--- Start Record excerpts ---

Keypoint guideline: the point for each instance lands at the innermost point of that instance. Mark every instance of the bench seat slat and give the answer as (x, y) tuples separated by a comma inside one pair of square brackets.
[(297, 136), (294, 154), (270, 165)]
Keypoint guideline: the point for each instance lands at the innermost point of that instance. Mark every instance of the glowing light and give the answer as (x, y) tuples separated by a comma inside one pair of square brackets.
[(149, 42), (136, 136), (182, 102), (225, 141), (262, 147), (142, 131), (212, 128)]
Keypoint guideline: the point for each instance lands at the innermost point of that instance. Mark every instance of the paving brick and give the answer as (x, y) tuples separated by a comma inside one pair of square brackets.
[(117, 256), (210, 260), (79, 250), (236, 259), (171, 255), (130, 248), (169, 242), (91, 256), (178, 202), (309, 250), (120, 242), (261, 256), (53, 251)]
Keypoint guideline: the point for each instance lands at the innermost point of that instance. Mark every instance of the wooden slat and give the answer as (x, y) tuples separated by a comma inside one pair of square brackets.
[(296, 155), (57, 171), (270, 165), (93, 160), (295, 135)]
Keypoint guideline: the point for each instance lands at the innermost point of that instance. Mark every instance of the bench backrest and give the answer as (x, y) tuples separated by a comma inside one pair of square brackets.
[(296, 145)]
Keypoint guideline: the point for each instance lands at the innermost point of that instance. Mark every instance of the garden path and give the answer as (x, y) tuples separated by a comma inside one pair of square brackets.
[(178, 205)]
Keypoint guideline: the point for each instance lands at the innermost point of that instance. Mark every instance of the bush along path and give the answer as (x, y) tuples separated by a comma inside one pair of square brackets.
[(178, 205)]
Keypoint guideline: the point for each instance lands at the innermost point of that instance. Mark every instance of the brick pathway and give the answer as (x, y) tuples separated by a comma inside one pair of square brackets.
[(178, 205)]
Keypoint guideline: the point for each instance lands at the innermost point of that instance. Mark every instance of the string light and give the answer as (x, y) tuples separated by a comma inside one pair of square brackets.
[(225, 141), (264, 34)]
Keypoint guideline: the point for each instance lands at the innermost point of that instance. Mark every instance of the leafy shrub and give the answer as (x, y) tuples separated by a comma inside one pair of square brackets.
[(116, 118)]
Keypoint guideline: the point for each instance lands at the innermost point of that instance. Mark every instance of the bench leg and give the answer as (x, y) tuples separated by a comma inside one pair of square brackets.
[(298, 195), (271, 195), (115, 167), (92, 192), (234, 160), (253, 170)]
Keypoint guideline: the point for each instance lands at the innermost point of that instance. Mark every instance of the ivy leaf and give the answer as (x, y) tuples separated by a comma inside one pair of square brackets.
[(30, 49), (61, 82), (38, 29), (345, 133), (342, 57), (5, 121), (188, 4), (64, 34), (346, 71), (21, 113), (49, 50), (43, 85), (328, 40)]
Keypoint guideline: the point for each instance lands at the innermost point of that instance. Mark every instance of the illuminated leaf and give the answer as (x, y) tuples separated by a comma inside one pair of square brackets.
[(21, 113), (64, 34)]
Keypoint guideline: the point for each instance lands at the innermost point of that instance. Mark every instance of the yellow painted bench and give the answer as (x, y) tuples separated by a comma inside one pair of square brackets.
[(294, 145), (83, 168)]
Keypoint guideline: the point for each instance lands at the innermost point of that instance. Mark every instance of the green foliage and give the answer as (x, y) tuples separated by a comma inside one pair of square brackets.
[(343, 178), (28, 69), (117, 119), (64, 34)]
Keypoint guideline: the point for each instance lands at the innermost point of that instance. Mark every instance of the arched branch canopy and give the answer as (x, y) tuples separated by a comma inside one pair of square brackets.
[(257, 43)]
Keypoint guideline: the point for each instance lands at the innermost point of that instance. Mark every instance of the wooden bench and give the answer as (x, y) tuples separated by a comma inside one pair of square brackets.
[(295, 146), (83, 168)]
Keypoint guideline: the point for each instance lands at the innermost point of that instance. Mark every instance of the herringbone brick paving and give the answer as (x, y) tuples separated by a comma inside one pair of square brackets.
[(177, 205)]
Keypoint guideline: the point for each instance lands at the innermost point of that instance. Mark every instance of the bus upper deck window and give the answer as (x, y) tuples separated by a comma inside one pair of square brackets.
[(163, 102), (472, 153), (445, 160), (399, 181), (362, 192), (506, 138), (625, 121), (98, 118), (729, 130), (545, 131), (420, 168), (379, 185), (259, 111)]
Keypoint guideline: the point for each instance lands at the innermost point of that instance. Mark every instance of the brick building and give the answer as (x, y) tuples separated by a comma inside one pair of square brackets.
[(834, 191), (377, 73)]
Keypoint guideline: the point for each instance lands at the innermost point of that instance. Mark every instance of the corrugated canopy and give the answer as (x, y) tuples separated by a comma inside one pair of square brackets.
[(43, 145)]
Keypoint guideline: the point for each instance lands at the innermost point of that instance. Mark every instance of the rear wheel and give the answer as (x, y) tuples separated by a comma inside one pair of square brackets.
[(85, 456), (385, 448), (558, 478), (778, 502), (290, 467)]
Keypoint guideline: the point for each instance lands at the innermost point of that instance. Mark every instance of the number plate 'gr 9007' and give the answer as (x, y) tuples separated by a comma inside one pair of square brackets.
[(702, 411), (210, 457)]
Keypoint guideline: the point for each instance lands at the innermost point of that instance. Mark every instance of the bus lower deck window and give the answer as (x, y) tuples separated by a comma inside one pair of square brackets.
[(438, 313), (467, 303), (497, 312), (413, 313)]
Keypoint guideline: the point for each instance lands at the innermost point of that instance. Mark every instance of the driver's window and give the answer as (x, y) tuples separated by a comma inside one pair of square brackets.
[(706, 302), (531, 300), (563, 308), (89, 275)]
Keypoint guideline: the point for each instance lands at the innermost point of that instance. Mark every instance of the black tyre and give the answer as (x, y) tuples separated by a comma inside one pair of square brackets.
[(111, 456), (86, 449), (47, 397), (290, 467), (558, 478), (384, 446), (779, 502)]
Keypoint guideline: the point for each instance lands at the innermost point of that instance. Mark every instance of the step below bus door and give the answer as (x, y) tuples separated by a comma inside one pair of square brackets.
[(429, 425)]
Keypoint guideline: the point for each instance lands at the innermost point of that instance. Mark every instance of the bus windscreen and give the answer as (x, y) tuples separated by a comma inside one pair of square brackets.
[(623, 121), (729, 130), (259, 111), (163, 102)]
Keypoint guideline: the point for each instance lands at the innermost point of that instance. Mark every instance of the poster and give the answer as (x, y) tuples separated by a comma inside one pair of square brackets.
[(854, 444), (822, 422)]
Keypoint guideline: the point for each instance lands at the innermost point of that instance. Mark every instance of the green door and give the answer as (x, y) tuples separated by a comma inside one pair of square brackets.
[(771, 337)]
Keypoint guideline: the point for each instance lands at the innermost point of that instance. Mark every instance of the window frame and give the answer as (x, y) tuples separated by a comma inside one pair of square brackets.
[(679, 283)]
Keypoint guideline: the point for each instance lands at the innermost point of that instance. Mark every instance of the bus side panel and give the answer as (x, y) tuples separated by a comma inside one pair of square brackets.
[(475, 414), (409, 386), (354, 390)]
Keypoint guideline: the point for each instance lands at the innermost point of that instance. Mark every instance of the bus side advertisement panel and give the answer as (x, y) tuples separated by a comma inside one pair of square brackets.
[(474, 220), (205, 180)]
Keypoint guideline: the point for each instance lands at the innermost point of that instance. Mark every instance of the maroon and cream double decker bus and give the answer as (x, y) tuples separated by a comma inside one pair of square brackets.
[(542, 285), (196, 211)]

--- End Record excerpts ---
--- Start Record excerpts ---

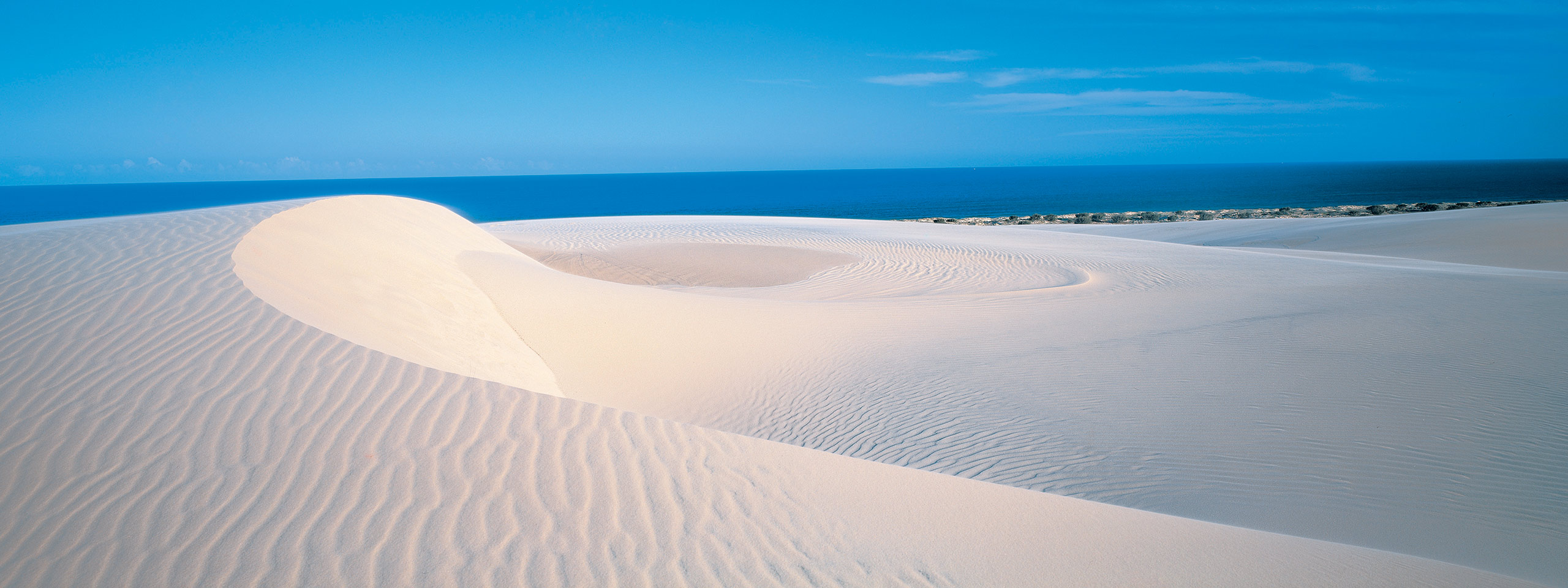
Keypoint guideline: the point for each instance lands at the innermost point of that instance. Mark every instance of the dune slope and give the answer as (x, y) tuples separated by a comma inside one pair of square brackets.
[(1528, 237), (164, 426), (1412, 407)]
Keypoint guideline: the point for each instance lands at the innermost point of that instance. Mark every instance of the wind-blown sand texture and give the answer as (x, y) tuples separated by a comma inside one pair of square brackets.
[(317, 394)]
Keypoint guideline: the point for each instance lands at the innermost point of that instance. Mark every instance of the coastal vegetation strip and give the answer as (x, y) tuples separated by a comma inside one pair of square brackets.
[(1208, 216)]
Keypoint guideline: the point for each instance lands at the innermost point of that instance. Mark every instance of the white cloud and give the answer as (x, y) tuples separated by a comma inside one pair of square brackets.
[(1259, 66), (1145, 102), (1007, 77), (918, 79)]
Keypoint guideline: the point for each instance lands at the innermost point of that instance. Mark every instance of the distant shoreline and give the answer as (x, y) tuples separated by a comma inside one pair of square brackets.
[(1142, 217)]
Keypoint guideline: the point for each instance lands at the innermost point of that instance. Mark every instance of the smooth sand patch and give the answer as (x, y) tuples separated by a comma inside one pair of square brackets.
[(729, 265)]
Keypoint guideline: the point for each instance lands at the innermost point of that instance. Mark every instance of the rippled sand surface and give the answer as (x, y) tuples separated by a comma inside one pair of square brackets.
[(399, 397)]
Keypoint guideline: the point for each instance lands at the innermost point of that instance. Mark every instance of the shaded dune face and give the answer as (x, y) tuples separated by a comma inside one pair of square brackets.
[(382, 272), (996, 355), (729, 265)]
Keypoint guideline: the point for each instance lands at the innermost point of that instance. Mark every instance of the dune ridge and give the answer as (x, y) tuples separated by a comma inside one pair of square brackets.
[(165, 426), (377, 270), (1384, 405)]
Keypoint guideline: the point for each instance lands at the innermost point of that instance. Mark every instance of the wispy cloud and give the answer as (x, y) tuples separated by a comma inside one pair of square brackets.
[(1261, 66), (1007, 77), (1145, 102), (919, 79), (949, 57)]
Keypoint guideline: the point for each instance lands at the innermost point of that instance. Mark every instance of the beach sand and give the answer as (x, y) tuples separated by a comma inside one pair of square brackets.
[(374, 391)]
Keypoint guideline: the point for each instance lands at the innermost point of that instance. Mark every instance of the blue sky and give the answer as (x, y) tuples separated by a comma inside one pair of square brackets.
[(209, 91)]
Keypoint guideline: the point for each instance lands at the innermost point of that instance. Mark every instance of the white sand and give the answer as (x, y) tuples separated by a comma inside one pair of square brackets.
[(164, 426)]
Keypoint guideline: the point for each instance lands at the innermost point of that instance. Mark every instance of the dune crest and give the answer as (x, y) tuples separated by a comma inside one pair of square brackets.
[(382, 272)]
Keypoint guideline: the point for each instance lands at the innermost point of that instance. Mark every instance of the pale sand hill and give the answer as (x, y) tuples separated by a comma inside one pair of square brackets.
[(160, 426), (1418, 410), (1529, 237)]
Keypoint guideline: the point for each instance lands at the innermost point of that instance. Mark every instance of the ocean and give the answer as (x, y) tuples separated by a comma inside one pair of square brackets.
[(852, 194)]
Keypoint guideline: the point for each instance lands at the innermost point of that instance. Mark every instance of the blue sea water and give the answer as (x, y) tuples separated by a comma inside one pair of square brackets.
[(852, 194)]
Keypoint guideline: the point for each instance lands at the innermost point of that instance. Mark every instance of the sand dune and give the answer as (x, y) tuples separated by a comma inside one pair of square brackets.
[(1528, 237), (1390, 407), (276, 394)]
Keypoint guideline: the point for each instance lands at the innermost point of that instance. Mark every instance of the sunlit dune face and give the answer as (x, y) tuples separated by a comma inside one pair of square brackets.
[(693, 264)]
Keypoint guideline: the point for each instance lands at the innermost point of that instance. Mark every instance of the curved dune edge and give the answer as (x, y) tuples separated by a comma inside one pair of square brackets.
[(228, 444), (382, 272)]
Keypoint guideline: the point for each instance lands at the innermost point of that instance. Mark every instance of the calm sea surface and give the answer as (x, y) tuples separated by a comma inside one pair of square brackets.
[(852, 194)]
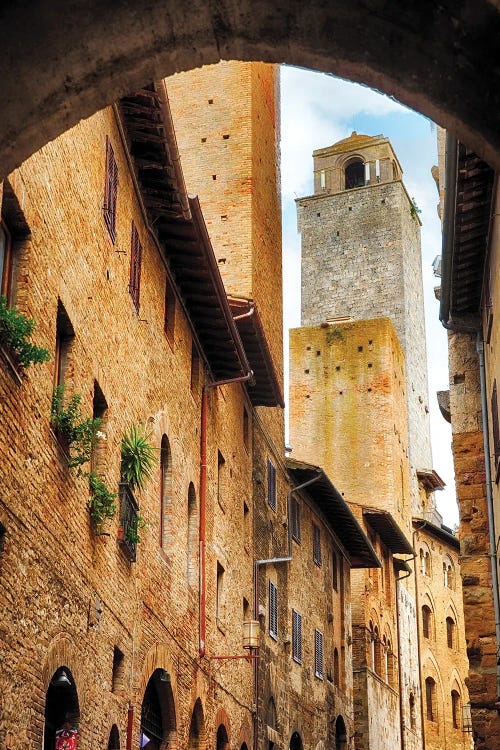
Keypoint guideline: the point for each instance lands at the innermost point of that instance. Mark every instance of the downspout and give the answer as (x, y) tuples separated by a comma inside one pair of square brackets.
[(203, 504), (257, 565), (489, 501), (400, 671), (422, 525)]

--- End Record excerpts ---
--- Start Record excerpts ---

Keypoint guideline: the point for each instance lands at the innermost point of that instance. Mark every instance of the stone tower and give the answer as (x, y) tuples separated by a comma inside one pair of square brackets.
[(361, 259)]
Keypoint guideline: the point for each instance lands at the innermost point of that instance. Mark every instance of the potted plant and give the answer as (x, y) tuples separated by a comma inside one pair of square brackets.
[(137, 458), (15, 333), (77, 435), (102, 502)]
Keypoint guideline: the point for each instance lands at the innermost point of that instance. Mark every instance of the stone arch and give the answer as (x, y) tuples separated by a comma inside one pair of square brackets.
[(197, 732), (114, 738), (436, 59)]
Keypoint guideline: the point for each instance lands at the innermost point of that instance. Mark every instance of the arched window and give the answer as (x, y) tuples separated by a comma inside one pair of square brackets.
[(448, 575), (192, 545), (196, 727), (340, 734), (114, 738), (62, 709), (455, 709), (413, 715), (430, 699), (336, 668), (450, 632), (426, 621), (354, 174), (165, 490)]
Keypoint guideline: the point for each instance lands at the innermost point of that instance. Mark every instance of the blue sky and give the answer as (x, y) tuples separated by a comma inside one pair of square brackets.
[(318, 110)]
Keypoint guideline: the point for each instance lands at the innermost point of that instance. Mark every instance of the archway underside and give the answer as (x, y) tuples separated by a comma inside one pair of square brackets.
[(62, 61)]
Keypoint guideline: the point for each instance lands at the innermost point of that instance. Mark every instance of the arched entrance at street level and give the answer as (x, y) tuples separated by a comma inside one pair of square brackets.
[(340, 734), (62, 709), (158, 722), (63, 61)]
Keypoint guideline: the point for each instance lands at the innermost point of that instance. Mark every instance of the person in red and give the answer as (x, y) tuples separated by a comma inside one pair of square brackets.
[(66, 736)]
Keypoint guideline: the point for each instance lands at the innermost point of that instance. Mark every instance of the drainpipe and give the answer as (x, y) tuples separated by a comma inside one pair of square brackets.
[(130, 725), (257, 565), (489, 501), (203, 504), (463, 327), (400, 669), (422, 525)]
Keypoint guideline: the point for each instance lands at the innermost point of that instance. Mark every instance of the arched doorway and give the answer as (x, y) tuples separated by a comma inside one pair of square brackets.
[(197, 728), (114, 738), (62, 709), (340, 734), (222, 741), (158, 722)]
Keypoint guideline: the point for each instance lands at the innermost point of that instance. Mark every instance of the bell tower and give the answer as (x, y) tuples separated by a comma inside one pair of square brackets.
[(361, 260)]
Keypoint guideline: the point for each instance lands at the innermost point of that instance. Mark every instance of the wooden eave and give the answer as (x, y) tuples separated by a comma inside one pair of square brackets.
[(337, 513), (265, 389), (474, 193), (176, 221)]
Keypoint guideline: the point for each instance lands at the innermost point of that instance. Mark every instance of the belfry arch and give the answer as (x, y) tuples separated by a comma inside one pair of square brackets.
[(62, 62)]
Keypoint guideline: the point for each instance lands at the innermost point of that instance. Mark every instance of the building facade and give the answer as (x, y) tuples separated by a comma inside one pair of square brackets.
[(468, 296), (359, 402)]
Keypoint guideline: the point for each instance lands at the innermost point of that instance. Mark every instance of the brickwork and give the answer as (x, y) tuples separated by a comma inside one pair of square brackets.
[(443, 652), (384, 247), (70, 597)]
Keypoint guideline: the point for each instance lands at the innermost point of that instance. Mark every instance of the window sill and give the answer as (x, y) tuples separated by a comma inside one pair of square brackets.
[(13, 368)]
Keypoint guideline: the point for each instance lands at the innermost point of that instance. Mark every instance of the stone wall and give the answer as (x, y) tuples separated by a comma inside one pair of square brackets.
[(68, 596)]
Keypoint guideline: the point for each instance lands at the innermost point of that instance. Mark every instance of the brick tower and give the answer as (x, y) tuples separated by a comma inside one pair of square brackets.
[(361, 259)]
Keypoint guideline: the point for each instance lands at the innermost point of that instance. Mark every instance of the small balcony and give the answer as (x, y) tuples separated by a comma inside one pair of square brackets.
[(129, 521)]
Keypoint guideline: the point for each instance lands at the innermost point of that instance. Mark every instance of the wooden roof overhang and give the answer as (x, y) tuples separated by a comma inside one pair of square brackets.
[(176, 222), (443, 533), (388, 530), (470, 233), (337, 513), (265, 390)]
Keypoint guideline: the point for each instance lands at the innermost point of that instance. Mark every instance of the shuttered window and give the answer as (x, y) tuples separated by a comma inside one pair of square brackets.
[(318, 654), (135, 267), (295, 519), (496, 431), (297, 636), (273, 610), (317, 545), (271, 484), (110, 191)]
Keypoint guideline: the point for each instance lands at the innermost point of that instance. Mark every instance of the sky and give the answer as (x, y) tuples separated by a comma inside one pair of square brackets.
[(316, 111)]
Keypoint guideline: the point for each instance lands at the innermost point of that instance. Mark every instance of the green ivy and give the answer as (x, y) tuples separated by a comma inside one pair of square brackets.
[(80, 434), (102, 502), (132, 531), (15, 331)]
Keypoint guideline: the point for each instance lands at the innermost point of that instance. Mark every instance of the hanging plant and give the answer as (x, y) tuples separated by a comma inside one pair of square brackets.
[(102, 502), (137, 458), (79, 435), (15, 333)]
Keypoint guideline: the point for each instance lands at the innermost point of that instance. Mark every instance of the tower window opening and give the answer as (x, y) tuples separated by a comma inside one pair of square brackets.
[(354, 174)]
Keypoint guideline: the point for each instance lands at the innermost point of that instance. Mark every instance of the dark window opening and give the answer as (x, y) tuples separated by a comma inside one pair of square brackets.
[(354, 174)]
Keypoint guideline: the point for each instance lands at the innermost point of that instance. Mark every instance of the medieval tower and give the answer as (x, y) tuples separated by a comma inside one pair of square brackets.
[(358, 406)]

--- End Record excerpts ---

- Instruction
Give every line from the one containing "the ivy leaf" down to the one containing "[(294, 145), (83, 168)]", both included, as a numbered list, leaving out any blank lines.

- Solution
1. Keypoint guideline: the point for each instance lands at the innermost point of that instance. Mark every instance of the ivy leaf and give the answer as (x, y) tuples separated by a comma inside one pair of square brackets.
2. [(30, 49), (61, 82), (38, 29), (345, 133), (342, 57), (5, 121), (188, 4), (64, 34), (346, 71), (21, 113), (49, 50), (43, 85), (328, 40)]
3. Keypoint guideline: the point for each instance lands at the innermost point of that instance. Mark every instance of the illuminated leaf and give the answer as (x, y) tuples separated by a comma inside one pair of square brackets.
4. [(21, 113), (64, 34)]
5. Keypoint guideline: the point for each instance lands at the innermost point of that instance. Mark every instance of the yellow painted bench and give the answer as (x, y) tuples separated by a comma inside one pair of square brackets.
6. [(294, 145), (83, 168)]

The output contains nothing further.